▶ _Teks Hasil Ekstraksi_

Mau Jadi Orang Kaya atau Orang yang “Terlihat” Kaya?
3 Agu 2022, 16:20 WIB
Bagikan
Loader Mau Jadi Orang Kaya atau Orang yang “Terlihat” Kaya?Mau Jadi Orang Kaya atau Orang yang “Terlihat” Kaya?Mau Jadi Orang Kaya atau Orang yang “Terlihat” Kaya?

Biasanya sebagian dari kita cenderung menilai kekayaan seseorang dari penampilan luar mereka. Ya, kita menilai dari apa yang kita lihat saja. Contohnya ada orang yang mengendarai mobil sport mewah, kita langsung berpikir, “Wah pasti dia orang kaya nih, duitnya banyak bisa beli mobil ini.” Namun sebenarnya kita juga tidak tahu apakah dia benar-benar membelanjakan uang tersebut sesuai dengan kemampuan atau justru di luar kemampuan alias dipaksakan.

▶ _Data yang Diberikan_
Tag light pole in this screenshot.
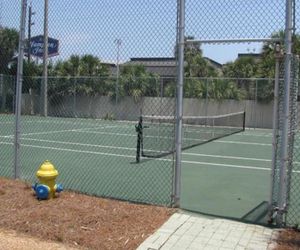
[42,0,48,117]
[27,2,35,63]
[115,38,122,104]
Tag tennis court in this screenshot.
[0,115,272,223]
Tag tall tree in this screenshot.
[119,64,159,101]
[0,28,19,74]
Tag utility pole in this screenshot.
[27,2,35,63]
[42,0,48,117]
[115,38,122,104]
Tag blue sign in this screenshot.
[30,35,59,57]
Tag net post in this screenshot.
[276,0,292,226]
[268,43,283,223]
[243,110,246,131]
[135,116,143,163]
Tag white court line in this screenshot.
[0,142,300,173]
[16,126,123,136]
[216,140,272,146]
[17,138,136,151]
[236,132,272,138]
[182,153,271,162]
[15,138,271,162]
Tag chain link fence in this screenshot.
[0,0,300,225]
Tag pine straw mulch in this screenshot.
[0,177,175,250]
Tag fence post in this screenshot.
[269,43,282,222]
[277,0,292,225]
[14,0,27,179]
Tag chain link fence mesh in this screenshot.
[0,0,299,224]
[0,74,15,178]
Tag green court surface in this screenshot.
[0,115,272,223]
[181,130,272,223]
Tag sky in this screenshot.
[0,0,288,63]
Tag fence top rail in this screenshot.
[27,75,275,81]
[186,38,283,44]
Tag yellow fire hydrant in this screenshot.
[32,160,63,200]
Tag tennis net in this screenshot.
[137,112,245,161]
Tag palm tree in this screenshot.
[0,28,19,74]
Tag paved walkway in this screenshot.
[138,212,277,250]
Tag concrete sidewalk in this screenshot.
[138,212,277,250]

--

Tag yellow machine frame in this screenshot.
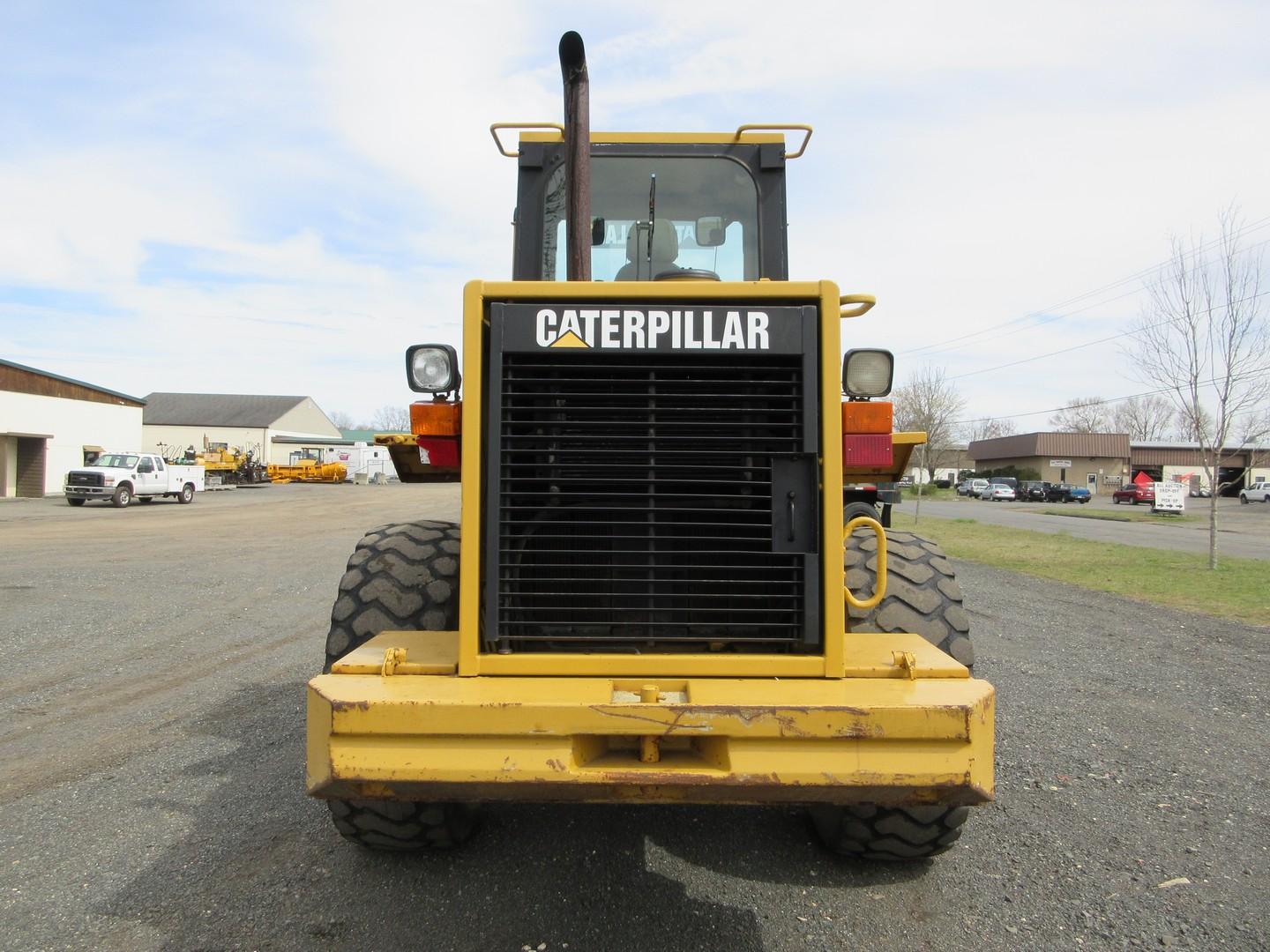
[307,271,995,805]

==

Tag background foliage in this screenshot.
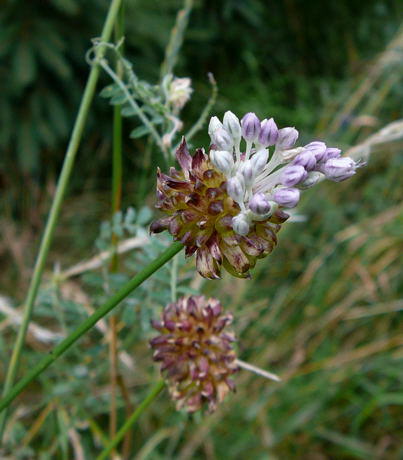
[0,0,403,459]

▶ _Tugas Latihan Ini_
A) Ubahlah baris-baris catatan di atas menjadi daftar JSON berisi string, satu string untuk setiap baris dan tanpa baris kosong. Mulailah dari baris yang memuat "Tag light pole in this screenshot.", lalu berhentilah setelah baris yang memuat "[30,35,59,57]", dan jangan sertakan gambar dalam jawaban.
B) Lanjutkan artikel tentang orang kaya dan orang yang hanya terlihat kaya, mulai setelah kalimat terakhir yang ditampilkan.

▶ _Hasil Akhir_
A)
[
  "Tag light pole in this screenshot.",
  "[42,0,48,117]",
  "[27,2,35,63]",
  "[115,38,122,104]",
  "Tag tennis court in this screenshot.",
  "[0,115,272,223]",
  "Tag tall tree in this screenshot.",
  "[119,64,159,101]",
  "[0,28,19,74]",
  "Tag utility pole in this screenshot.",
  "[27,2,35,63]",
  "[42,0,48,117]",
  "[115,38,122,104]",
  "Tag blue sign in this screenshot.",
  "[30,35,59,57]"
]

B)
Kita bisa lihat bagaimana penipu ulung Simon Leviev memikat banyak wanita dengan berpura-pura menjadi orang yang kaya-raya. Dalam series Netflix “The Tinder Swindler” sosok Leviev selalu lekat dengan barang-barang mewah. Mulai dari mobil Lamborghini, pakaian branded, pesawat pribadi, dan lain-lain. Padahal aslinya Leviev berasal dari keluarga yang biasa-biasa saja.

Adapun Ronald Read, seorang petugas SPBU sekaligus montir yang hidup sederhana tapi punya harta sekitar US$6 juta atau Rp89 miliar tanpa banyak orang yang tahu. Selain berhemat, Read berupaya untuk konsisten menyisihkan sebagian gajinya untuk berinvestasi di saham-saham blue chip.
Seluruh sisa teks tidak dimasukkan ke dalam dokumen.